== Records to use

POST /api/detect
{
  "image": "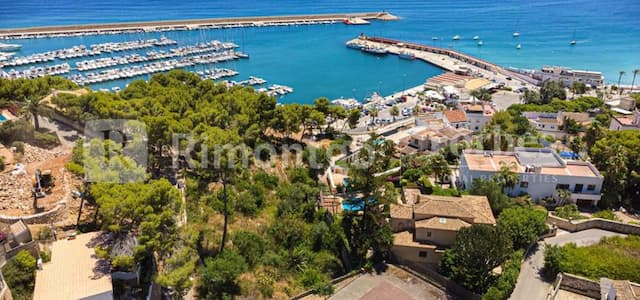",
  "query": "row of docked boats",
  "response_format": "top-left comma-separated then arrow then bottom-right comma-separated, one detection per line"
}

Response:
68,51 -> 238,85
0,37 -> 177,68
0,20 -> 337,40
347,41 -> 416,60
0,43 -> 22,52
76,40 -> 240,71
256,84 -> 293,97
196,68 -> 240,80
0,63 -> 71,79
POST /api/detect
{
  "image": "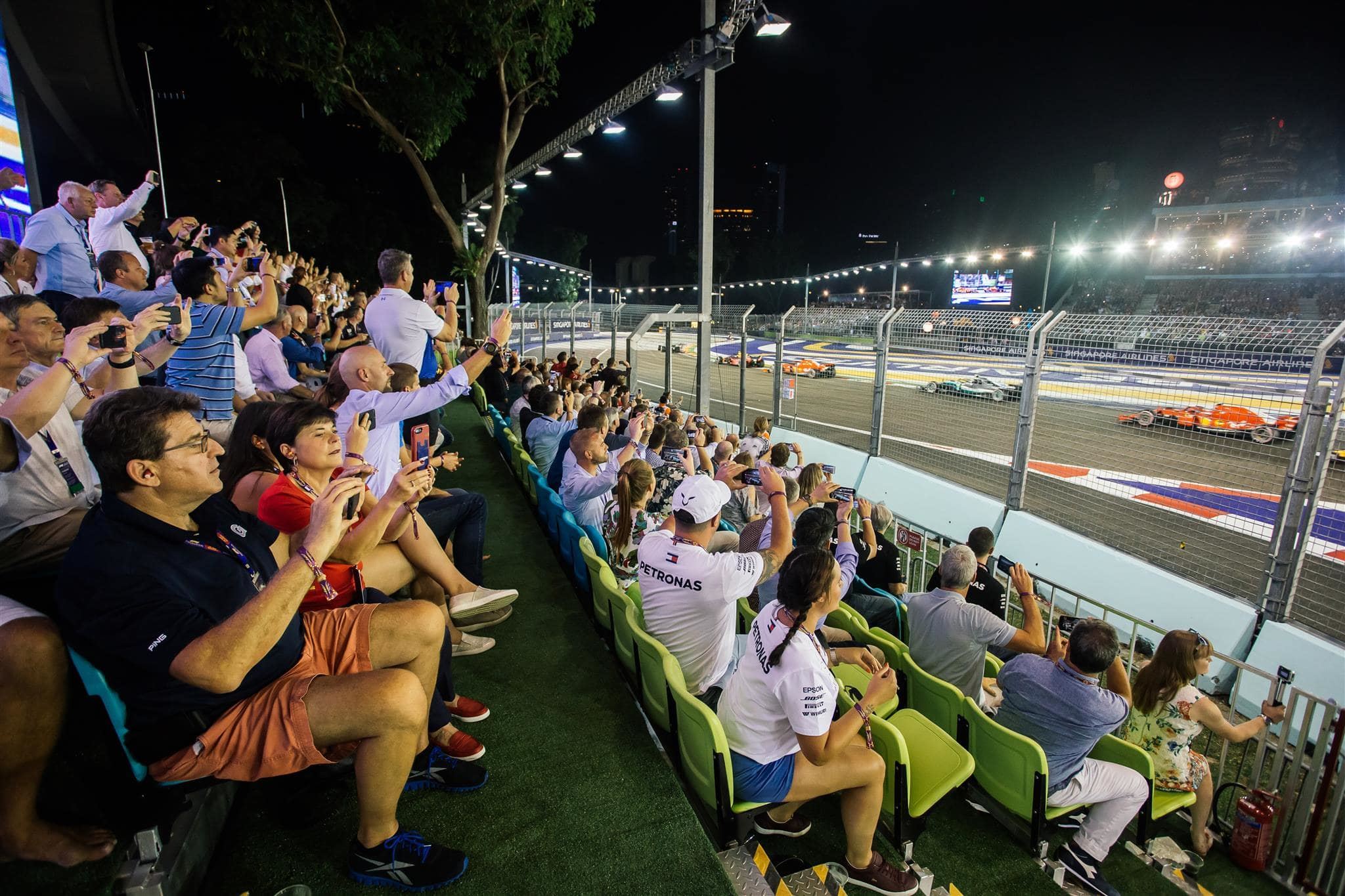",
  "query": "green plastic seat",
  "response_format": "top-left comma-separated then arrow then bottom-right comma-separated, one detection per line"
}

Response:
672,687 -> 768,849
831,662 -> 901,719
900,653 -> 965,743
611,591 -> 640,681
1088,735 -> 1196,843
961,697 -> 1083,857
738,598 -> 756,634
838,688 -> 977,861
631,618 -> 686,733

====

Task goal
Return each line above that contains the string "query", copied in full and in its original order.

Task output
  "query": "row of docked boats",
  "query": "green plastic seat",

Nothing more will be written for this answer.